Excerpts from point annotation data
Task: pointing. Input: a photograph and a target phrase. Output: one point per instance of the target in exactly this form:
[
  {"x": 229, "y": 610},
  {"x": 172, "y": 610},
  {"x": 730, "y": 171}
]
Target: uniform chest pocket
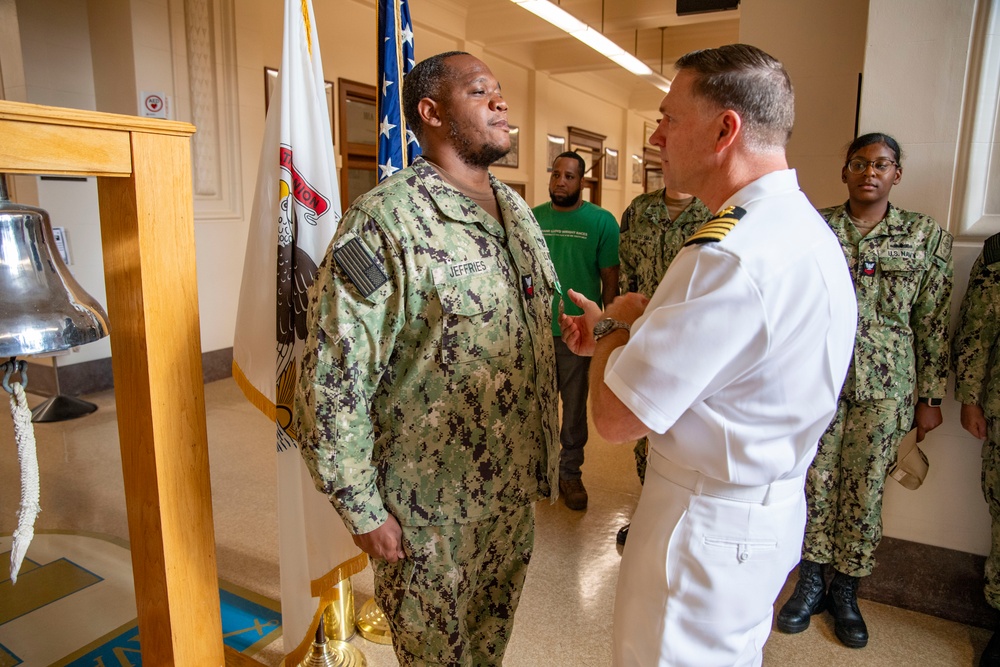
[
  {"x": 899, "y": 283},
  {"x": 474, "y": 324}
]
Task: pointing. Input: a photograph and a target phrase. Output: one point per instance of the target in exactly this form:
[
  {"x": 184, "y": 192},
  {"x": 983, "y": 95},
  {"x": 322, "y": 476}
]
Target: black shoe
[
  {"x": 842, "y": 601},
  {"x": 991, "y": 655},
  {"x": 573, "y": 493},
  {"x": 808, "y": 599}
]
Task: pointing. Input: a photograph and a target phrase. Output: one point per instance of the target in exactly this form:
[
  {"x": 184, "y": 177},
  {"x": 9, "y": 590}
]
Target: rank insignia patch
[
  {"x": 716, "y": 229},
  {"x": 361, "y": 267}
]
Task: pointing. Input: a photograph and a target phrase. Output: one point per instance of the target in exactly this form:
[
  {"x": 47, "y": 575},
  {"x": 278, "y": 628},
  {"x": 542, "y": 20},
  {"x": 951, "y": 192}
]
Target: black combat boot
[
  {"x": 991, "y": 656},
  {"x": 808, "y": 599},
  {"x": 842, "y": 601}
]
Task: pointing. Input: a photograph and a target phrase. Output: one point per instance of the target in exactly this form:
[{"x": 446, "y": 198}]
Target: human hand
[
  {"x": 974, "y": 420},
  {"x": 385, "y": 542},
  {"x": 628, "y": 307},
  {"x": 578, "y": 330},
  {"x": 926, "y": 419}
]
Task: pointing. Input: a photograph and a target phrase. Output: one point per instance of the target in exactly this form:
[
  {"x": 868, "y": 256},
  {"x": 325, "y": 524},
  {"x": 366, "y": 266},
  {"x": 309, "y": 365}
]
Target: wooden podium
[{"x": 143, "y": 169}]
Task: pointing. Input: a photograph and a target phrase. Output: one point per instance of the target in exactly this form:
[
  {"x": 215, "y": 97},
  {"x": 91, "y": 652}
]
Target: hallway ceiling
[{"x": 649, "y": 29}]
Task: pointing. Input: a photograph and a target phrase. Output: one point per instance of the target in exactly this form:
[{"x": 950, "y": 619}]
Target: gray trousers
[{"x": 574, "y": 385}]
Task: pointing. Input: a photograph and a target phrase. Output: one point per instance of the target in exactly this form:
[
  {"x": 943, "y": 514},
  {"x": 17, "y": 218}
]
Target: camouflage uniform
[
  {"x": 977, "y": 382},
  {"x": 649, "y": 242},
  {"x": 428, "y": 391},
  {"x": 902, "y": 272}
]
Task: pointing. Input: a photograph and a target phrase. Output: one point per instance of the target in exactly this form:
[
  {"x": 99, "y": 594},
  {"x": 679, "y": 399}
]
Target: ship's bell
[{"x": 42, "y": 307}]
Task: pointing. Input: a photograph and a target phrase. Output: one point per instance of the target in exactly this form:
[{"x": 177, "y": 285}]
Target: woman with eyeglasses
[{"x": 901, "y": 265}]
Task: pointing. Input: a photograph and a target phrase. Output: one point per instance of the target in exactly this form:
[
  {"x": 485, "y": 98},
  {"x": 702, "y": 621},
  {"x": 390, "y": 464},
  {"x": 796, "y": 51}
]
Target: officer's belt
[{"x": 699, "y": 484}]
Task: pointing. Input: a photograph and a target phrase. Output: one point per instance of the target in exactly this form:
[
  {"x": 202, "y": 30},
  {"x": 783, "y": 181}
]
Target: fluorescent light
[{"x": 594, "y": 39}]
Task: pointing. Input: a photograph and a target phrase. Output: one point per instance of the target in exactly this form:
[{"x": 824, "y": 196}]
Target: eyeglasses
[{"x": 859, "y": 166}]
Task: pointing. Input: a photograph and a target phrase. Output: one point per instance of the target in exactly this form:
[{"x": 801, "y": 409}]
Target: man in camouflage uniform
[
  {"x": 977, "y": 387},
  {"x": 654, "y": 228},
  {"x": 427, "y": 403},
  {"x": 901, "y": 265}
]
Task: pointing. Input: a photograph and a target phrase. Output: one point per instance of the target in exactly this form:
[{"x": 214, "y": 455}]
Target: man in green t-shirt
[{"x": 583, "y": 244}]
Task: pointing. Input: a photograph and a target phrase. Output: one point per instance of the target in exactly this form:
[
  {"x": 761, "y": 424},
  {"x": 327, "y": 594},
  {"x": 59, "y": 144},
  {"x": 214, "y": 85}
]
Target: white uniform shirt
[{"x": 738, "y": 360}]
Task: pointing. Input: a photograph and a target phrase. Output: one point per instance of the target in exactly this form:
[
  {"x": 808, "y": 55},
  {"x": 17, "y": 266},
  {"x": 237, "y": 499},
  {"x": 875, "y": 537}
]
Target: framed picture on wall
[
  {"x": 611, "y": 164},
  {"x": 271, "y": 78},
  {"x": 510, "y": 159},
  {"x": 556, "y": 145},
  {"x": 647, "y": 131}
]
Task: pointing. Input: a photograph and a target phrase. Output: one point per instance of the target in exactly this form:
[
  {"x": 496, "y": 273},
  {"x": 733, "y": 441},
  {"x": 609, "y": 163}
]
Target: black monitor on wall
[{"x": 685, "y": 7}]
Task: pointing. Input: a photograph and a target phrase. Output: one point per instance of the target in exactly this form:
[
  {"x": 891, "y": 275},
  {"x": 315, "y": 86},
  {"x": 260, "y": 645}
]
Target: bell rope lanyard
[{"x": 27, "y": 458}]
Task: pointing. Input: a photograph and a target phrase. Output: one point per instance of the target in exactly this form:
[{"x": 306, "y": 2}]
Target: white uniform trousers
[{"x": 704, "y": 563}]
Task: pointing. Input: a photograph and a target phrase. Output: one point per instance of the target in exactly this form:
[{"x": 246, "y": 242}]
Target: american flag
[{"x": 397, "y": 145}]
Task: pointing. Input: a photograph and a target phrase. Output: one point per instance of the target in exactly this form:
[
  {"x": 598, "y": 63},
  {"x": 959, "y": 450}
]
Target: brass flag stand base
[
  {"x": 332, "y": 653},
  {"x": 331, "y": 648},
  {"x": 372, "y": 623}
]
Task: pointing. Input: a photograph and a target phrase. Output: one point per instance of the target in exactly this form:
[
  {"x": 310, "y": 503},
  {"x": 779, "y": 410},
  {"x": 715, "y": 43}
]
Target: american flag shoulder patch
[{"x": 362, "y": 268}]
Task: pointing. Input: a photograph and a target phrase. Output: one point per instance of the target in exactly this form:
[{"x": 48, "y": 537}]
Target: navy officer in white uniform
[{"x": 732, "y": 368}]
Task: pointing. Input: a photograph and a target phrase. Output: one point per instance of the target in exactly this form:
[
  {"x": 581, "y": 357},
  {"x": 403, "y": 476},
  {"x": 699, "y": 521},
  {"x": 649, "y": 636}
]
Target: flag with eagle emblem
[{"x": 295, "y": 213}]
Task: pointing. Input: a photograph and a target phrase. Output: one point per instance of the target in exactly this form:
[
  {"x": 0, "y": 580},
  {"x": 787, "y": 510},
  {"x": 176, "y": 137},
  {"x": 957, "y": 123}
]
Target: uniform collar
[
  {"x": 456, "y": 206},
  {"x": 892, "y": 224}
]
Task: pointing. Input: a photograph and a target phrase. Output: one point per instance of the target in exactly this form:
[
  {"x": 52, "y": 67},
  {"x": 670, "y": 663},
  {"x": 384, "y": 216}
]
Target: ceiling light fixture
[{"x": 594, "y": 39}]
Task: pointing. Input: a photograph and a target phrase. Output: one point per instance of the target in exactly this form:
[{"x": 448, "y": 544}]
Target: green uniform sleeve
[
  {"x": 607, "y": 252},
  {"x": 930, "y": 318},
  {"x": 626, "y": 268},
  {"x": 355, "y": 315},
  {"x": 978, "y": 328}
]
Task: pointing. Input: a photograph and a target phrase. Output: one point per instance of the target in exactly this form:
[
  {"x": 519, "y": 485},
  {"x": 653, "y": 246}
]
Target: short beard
* * *
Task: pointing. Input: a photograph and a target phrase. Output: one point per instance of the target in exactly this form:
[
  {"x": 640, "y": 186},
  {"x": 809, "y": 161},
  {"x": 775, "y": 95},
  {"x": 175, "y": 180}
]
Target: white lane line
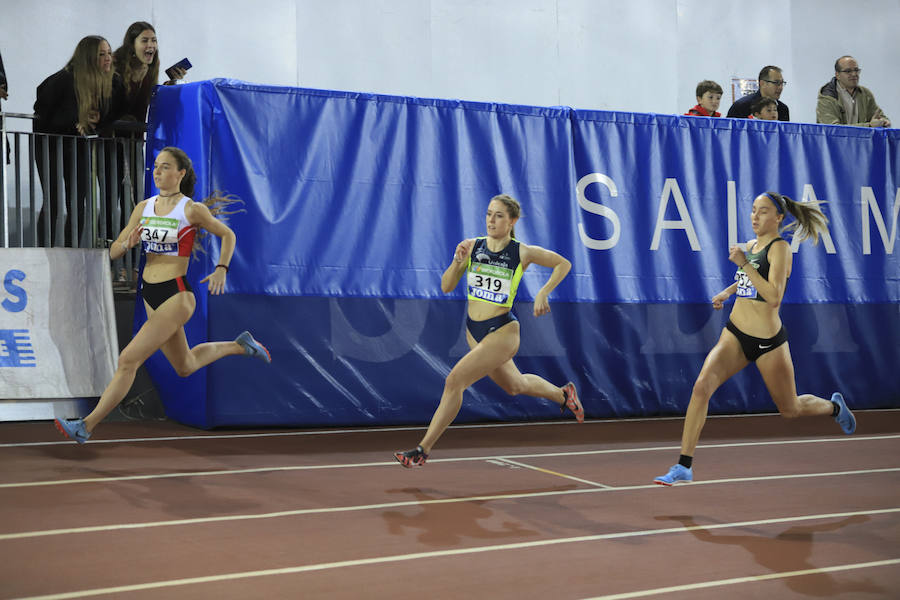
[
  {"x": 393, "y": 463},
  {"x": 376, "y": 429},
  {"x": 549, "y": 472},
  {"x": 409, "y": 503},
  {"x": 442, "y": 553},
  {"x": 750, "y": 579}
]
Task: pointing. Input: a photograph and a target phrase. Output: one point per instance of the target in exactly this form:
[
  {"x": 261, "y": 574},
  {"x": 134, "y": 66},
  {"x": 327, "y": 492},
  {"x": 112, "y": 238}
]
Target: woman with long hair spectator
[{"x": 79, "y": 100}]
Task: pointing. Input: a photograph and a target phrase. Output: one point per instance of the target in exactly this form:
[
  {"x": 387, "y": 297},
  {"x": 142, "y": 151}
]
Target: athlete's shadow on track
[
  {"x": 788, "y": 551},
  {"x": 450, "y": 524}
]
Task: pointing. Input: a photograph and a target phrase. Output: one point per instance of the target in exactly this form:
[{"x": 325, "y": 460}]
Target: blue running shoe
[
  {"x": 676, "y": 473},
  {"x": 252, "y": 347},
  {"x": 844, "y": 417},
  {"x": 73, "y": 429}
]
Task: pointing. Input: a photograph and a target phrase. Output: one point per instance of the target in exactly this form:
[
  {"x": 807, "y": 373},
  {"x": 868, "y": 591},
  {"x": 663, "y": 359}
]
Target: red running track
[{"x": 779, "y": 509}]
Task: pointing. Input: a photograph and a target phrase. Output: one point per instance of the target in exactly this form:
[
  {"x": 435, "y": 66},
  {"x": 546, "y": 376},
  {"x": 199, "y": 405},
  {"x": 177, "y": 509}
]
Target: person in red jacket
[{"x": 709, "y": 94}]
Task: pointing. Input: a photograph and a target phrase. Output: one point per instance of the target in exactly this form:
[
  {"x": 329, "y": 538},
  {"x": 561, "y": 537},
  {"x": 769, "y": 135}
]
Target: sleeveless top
...
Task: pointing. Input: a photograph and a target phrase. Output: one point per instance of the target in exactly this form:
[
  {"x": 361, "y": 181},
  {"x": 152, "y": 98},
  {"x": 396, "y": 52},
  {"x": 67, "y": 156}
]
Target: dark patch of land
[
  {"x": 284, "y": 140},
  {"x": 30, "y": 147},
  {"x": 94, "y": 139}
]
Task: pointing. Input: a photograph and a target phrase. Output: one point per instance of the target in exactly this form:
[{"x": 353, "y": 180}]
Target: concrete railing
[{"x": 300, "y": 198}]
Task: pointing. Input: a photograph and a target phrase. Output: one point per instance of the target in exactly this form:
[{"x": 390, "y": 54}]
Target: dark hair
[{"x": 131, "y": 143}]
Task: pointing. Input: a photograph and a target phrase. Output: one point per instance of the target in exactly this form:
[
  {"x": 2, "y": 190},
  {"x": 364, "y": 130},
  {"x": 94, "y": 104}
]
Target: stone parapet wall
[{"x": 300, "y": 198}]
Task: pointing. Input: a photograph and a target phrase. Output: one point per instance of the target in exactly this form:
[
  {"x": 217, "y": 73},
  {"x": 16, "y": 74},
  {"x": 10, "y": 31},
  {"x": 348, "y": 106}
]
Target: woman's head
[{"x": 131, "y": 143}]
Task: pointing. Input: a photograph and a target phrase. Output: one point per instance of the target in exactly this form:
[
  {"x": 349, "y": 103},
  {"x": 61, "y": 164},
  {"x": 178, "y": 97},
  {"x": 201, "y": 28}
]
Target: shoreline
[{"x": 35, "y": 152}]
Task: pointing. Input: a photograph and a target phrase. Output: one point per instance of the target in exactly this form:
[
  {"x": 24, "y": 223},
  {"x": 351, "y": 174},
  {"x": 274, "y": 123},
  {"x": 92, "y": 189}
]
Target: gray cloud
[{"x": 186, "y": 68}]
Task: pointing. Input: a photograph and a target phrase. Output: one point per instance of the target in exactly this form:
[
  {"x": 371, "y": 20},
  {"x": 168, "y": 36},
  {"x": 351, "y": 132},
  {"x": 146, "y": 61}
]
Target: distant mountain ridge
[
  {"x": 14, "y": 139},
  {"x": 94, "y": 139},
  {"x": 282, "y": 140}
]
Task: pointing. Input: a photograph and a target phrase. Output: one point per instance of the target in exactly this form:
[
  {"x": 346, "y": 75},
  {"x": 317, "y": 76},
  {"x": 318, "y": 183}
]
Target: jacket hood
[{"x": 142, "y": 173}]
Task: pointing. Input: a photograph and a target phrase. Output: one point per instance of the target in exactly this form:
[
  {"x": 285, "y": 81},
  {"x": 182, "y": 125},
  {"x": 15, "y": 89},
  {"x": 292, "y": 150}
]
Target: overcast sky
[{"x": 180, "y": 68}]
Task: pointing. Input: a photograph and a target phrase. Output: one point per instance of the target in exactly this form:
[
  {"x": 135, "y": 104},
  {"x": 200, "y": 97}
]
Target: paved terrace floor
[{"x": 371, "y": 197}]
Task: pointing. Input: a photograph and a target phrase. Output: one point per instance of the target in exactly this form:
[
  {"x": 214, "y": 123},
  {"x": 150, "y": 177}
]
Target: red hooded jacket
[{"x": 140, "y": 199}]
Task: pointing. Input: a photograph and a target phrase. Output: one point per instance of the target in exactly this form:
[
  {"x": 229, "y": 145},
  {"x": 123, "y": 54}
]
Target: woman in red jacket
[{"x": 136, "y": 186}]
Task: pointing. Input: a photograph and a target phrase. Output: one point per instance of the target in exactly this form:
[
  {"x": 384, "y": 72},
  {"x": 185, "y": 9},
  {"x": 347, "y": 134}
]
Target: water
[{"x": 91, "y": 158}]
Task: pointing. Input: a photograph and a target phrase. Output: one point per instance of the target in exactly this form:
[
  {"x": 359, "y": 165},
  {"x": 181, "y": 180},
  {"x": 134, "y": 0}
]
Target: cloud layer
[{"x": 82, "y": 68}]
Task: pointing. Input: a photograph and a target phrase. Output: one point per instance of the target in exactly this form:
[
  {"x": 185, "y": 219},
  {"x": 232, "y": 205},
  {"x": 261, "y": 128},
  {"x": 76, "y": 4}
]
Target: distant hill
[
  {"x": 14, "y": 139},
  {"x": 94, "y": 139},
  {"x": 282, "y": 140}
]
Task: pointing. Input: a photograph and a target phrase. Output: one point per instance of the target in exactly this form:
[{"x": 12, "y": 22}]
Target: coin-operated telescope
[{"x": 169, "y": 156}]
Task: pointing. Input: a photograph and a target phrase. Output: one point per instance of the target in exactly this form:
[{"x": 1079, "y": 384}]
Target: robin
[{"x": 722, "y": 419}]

= Directive =
Report only the number of lines above that contain the string "eyeglasses", with case taken into account.

= Answer to this task =
2